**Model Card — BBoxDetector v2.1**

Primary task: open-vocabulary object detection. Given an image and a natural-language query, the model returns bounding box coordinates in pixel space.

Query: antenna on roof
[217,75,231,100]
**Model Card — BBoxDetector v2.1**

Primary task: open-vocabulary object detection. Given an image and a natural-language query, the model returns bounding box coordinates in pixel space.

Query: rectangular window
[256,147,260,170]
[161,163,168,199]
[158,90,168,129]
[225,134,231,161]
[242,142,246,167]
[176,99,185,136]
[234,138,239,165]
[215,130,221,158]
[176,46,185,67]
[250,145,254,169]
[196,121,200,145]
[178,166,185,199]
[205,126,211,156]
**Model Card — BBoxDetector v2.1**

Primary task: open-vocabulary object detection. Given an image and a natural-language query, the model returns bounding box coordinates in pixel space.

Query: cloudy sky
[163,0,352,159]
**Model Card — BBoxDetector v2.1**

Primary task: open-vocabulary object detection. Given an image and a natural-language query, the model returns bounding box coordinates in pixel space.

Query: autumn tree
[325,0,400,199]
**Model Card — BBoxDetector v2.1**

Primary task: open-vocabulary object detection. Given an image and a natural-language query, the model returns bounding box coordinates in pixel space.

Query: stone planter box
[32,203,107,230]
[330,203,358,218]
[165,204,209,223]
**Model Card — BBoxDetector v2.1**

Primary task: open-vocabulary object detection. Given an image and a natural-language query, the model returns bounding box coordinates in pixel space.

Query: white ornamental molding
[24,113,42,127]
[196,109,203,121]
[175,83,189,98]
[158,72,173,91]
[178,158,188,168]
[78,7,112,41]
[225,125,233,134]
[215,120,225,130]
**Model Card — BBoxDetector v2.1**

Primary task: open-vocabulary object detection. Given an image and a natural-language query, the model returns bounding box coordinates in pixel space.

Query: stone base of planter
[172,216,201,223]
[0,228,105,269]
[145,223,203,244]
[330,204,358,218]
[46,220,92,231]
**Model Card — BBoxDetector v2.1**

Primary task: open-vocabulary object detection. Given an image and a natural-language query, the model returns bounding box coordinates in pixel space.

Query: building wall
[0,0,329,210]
* * * * * * *
:: Task instructions ::
Copy every line above, word for word, from the first to the last.

:: Solution below ::
**Model Card — BBoxDetector v2.1**

Primary task: open-vocabulary object detection. Given an image and a natural-language query, the model returns bounding box coordinates in pixel space.

Query: antenna on roof
[217,75,231,100]
**Model Card — BBoxDetector v2.1**

Primary task: open-vocabulary object detection. Given an image and a natural-language query, the model returns bounding box coordinates in pixel space.

Query: rectangular window
[256,147,260,170]
[161,163,168,199]
[158,90,168,129]
[225,134,231,161]
[242,142,246,167]
[176,99,185,136]
[234,138,239,165]
[215,130,221,158]
[176,46,185,67]
[250,145,254,169]
[196,121,200,145]
[178,166,185,199]
[205,126,211,156]
**Model Card — BBoxDetector v2.1**

Primary task: open-vocabulary object detection. Given an image and a natural-language query, the model returns bounding box coordinates in pixel space.

Query: cloudy sky
[163,0,352,159]
**Model Card — BBoxDetector v2.1**

Primary task: open-vocabulary object detection. Given an image and a natural-language query, the model returns bounding box coordinates in pixel space.

Query: autumn tree
[325,0,400,199]
**Model Card — BBoxDetector v2.1**

Primary task: open-vocabulary object detection. Given an image and a natural-language query, the model returns bounding box coordinates in pixel space.

Query: stone planter box
[32,203,107,230]
[330,203,358,218]
[165,204,209,223]
**Model Card — BBoxDetector v2.1**

Primary task: open-vocabulary object detection. Given an image and a natural-language query, the model returns bounding box coordinates in pixel space.

Query: white ornamental molding
[24,113,42,127]
[196,109,203,121]
[175,83,189,98]
[158,72,173,91]
[178,158,188,168]
[78,7,112,41]
[225,125,233,134]
[215,120,225,130]
**Model Card — BBoxDetector v2.1**

Primary task: open-vocabulary object detection. Given an image and a natural-language query, the model returns bounding box coordinates in pixel space.

Query: stone base of planter
[172,216,201,223]
[0,228,105,269]
[145,223,203,244]
[330,204,358,218]
[46,220,92,231]
**Model Card — BBoxDetector v2.1**

Primary task: open-vocabulary object detection. Given an image and a natural-language query, the model returns bounding box coordinates in pixel space.

Query: building wall
[0,0,329,210]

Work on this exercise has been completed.